#### Page extract
((
Danilo: Hey guys, I’m sorry... we’re saying: blind student... blind student... we’re talking about the student’s characteristics, but he has a name!
Kátia: You’re right!
Danilo: Yes... It looks like we are ignoring that they’re people.
Kátia: So, what’s his name?
Danilo: Josué.
Denise: Let’s be careful to call him Josué!
Danilo: I’m sorry, guys, but this was bothering me!
Denise: You’re right!
(Quoted after [10], p. 203. Our translation.)
After the reflection proposed by Danilo, the prospective teachers started to try to refer to Josué by name. This is important for ensuring that they see the student as a person before paying attention to his or her physical condition.

2.5. Episode 5

After discussing the median, the prospective teachers imagined that they would work with data from the entire classroom so that the students could compare the results of the groups and reflect on the sample. The work would begin by pasting the posters with the graphs prepared by each group on the blackboard:
Danilo: I think it would be cool if we glued or hung the charts on the board. Then we could ask them to compare the differences on the results of each group and also to think about the graph of the whole classroom.
Kátia: Sure! Because on the board, it will be in a position that everyone will see! But... what about the blind student? [Apparently, Kátia forgot to refer to Josué by name.]
Danilo: Oh, yes, true!
Kátia: I’m thinking that way he won’t participate.
Priscila: Let’s think about it; what could be cool to do? Do you think you can paste the poster with the graphs on the board?
Danilo: Yes! It would be just letting him get up and touch; it would be his way of seeing.
Denise: We have to be careful to place it at a height that the student can touch and see the information of the other groups.
Kátia: But then he’s going to get up and touch one by one? [Said in a reproachful tone.]
Denise: Yes! And as each one will have already been made with subtitles in Braille, he will be able to touch each one. And the autistic student too... And if other people wanted to touch the graphs too... I don’t see any problems.
(Quoted after [10], p. 143. Our translation.)
The suggestion of the students getting up to touch and analyse the graphs would allow everyone to read them, but the disturbance that would cause in the room bothered Kátia. After some conversation, the prospective teachers realised that it was no problem for everyone to get up, and so it was decided.

2.6. Episode 6

To continue the analysis of statistical data in the whole classroom, each group should receive a printed table to record the collected information. The group with Josué would have its table presented in a textured way. The prospective teachers were concerned about making sure that Josué could come to do things like the others:
Danilo: You can put his hand on the chart so he can see the number of balls too.
Isabel: He can count one of the columns and say the result aloud to the others.
Denise: Yes, he can do that.
Priscila: Since you’re thinking about Josué, will he be able to do the shoes part?
Kátia: He will! Maybe he will need his peers’ help, but he will.
Danilo: I think he will, but Giovana could have problems.
Denise: She has motor difficulties, but I think if she’s patient, she’ll be able to put the shoe there.
Danilo: And she can get help from other peers as well. This is important!
(Quoted after [10], p. 151. Our translation.)
Imagining inclusive classes led the prospective teachers to talk about the importance of students helping each other, and they identified an important idea of inclusive education, namely that everyone can help and be helped.
))
#### Data for review
((
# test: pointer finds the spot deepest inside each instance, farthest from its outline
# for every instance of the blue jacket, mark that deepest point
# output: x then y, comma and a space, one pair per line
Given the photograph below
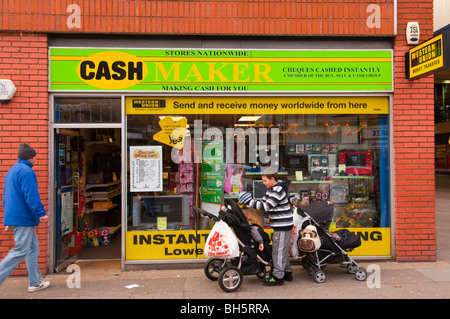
21, 200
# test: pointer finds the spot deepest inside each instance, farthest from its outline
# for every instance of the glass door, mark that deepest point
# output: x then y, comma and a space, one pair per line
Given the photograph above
69, 205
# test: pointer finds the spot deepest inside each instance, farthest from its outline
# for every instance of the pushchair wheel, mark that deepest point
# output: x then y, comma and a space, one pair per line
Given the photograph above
351, 269
319, 276
213, 268
361, 274
312, 270
230, 278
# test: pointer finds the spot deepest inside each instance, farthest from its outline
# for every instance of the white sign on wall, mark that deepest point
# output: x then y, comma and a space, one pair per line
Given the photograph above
7, 90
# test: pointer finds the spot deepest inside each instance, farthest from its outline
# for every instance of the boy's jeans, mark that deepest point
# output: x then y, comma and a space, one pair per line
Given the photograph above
280, 253
27, 246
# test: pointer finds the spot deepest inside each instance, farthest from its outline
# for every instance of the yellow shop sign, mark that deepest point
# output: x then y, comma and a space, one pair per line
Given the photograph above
190, 244
257, 105
112, 70
155, 245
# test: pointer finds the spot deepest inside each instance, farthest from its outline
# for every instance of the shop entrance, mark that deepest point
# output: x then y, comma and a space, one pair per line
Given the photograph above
87, 199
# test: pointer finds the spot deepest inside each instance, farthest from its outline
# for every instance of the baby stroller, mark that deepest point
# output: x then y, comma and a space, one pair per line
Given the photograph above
251, 261
334, 245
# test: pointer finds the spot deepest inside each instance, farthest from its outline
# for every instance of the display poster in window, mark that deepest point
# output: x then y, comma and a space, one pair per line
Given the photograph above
66, 210
146, 169
212, 172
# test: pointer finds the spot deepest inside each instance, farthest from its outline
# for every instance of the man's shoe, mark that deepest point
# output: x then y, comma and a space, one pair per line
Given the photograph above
273, 281
41, 286
288, 276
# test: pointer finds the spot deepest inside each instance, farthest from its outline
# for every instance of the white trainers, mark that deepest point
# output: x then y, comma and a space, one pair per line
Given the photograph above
41, 286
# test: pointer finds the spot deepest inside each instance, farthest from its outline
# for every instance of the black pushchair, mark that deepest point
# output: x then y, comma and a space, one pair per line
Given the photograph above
251, 261
334, 245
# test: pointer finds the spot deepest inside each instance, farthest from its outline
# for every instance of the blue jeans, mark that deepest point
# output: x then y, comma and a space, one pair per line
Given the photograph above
280, 253
27, 246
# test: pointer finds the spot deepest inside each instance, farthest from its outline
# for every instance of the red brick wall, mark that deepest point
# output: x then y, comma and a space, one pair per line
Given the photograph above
415, 219
201, 17
24, 60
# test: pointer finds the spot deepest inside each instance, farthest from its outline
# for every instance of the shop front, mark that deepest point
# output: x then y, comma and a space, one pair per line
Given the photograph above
174, 129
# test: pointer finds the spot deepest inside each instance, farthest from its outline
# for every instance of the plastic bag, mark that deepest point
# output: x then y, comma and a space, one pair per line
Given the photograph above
221, 242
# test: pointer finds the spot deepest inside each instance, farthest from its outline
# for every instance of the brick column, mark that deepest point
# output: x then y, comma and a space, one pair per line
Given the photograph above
24, 60
415, 217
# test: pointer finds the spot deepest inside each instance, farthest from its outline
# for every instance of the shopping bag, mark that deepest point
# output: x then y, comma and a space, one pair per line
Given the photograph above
221, 242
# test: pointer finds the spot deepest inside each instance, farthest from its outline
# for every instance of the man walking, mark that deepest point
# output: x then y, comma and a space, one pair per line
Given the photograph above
23, 210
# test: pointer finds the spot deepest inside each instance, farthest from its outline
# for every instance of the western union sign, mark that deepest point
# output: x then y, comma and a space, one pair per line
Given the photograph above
243, 71
256, 105
428, 57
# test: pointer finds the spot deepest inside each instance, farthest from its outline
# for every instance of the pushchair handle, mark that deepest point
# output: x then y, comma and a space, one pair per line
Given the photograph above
205, 213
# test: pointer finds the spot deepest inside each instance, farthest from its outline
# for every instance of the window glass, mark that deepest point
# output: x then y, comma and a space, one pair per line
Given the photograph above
338, 158
87, 110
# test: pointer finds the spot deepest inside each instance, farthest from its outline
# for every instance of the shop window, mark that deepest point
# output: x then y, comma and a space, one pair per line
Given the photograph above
339, 158
87, 110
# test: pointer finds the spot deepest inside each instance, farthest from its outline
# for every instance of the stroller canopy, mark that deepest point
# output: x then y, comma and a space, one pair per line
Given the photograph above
321, 212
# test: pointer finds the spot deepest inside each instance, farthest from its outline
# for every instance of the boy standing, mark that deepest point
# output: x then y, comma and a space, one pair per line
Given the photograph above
276, 203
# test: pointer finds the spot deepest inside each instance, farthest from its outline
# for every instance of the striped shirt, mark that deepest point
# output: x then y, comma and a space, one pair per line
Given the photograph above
276, 203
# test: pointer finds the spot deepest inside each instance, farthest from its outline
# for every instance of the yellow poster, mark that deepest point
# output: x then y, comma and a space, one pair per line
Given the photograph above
190, 244
257, 105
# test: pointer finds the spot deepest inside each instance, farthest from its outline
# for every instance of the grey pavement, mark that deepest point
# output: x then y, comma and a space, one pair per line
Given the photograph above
394, 280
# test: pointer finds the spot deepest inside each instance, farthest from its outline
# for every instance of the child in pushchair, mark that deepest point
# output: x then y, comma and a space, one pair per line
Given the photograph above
334, 245
251, 260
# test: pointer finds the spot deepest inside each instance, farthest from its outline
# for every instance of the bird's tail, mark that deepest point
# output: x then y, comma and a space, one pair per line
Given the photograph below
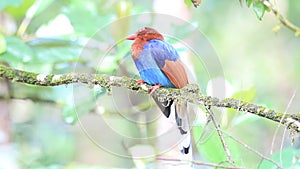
183, 123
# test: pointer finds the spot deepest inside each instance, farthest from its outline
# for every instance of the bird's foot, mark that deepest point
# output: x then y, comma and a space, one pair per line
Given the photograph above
153, 88
139, 82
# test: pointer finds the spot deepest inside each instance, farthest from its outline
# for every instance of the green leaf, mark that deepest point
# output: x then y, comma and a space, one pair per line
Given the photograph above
249, 2
188, 3
20, 10
17, 52
7, 3
3, 46
259, 9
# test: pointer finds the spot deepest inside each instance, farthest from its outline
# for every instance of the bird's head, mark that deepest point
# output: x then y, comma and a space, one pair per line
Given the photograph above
146, 34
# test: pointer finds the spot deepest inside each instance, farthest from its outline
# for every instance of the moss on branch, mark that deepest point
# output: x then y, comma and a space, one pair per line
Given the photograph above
190, 93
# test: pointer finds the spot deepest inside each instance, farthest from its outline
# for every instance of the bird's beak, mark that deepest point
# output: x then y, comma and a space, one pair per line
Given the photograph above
131, 37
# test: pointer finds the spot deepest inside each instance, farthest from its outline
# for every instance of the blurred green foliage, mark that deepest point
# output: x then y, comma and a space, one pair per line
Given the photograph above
259, 65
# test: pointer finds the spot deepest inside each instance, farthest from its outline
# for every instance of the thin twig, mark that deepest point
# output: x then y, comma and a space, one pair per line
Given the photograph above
282, 19
198, 163
226, 149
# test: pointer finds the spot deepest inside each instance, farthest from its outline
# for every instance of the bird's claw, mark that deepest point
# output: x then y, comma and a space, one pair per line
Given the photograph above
139, 82
153, 88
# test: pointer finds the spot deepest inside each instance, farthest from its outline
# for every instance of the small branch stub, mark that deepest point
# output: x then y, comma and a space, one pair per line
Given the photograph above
190, 93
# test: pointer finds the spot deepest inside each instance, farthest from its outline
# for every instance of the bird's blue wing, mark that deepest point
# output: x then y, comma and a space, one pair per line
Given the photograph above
167, 59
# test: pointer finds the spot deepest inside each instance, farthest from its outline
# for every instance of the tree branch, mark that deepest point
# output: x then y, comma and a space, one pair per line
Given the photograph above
282, 19
190, 93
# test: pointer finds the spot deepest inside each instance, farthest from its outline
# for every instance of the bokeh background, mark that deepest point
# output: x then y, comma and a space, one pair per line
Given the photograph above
253, 60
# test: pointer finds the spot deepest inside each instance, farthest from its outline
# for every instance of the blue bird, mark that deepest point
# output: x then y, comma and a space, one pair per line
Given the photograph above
158, 64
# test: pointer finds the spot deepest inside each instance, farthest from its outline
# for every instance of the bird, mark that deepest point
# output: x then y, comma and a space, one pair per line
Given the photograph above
159, 65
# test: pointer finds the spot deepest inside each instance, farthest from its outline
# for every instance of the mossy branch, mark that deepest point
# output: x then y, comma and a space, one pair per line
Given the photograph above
190, 93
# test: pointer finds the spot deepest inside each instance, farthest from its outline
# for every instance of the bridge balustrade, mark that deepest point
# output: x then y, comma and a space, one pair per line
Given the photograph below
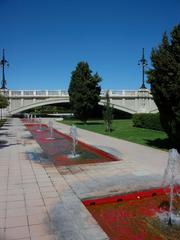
))
#### Task item
Summarize the excerpt on prospective teachers planning an inclusive class in three sentences.

#### Solution to this exercise
After Danilo objected that they kept saying "blind student" when the student had a name, the prospective teachers began trying to refer to Josué by name. When they planned to place each group's graph posters on the board, they decided that students could get up and touch the graphs, which would have Braille subtitles, even though Kátia was at first bothered by the disturbance this would cause. While planning for each group to record data in a printed table, with a textured one for Josué's group, they talked about the importance of students helping each other and identified the idea that everyone can help and be helped.